**DOCUMENT TEXT**
We used maximum-likelihood factor analysis (27) with Promax rotation to examine the matrix of correlations for clusters of associated genes. This technique provides a goodness-of-fit test to determine the number of “factors” that are regarded as hypothetical constructs with which the measures (gene expression) are related (28) . Factor analysis is a technique that reduces the relationships among many measures to a smaller number of (hypothetical) constructs. These constructs are linear combinations of the measured variables, but are considered representations of underlying or common factors. The goodness-of-fit test expresses the extent to which the derived linear combinations reproduce the measured relationships. The appropriate number of factors are calculated when a smaller number of derived factors adequately reproduce a larger number of measured variables.

**SUPPLIED MATERIAL**
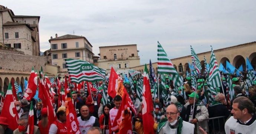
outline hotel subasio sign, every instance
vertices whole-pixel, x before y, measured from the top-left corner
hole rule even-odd
[[[128,50],[128,48],[118,48],[118,49],[109,49],[109,51],[123,51],[123,50]]]

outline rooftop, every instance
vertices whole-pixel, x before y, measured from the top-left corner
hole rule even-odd
[[[29,24],[18,23],[17,22],[14,22],[11,21],[7,21],[6,23],[3,24],[3,26],[19,26],[19,25],[26,25],[27,27],[31,31],[34,31],[33,29],[30,27]]]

**STUDY QUESTIONS**
A. According to the factor-analysis passage, which rotation was applied with the maximum-likelihood factor analysis?
B. Copy out the factor-analysis passage between "We used maximum-likelihood" and "of measured variables.", inclusive.
The data has no connection to the factor-analysis passage.

**RESULTS OF THE EXERCISE**
A. Promax rotation.

B.
We used maximum-likelihood factor analysis (27) with Promax rotation to examine the matrix of correlations for clusters of associated genes. This technique provides a goodness-of-fit test to determine the number of “factors” that are regarded as hypothetical constructs with which the measures (gene expression) are related (28) . Factor analysis is a technique that reduces the relationships among many measures to a smaller number of (hypothetical) constructs. These constructs are linear combinations of the measured variables, but are considered representations of underlying or common factors. The goodness-of-fit test expresses the extent to which the derived linear combinations reproduce the measured relationships. The appropriate number of factors are calculated when a smaller number of derived factors adequately reproduce a larger number of measured variables.